◆ **Brief**:
Output every line of the material below verbatim, leaving nothing out and changing nothing.

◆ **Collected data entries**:
—————

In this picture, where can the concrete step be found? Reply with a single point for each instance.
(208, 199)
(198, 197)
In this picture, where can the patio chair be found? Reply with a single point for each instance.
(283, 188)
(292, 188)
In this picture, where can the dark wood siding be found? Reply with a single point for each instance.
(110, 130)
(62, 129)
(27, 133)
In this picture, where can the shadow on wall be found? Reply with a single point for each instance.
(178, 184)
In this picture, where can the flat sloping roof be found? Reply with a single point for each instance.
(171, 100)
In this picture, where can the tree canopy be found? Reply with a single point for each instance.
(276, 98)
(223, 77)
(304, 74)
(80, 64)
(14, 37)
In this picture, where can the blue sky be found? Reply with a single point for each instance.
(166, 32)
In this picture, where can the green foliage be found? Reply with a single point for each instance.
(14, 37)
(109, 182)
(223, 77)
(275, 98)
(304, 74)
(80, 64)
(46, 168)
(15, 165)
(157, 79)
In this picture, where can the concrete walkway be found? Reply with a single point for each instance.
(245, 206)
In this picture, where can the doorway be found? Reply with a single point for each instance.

—————

◆ **Solution below**:
In this picture, where can the concrete step be found? Reply with a single point for each instance.
(208, 199)
(198, 197)
In this picture, where can the patio chair be found? Reply with a single point for each instance.
(283, 188)
(292, 188)
In this picture, where can the dark wood siding be found? Reply with a single point for each instance.
(110, 130)
(62, 129)
(27, 133)
In this picture, where can the shadow on wall be found? Reply with a single point for each instance.
(178, 184)
In this picture, where can the flat sloping roof be found? Reply with a single point for each instance.
(171, 100)
In this picture, where can the tree canopy be found? Reply with a single point for each instance.
(276, 98)
(223, 77)
(304, 74)
(80, 64)
(14, 37)
In this picture, where can the blue sky be found? Reply with a single point for each instance.
(166, 32)
In this picture, where can the green foliage be found? Reply with a single point for each instance.
(14, 37)
(109, 182)
(223, 77)
(275, 98)
(304, 74)
(80, 64)
(46, 168)
(15, 165)
(157, 79)
In this picture, where can the concrete walkway be found? Reply with a single point for each instance.
(245, 206)
In this picture, where can the doorway be found? Reply with a single point for each instance.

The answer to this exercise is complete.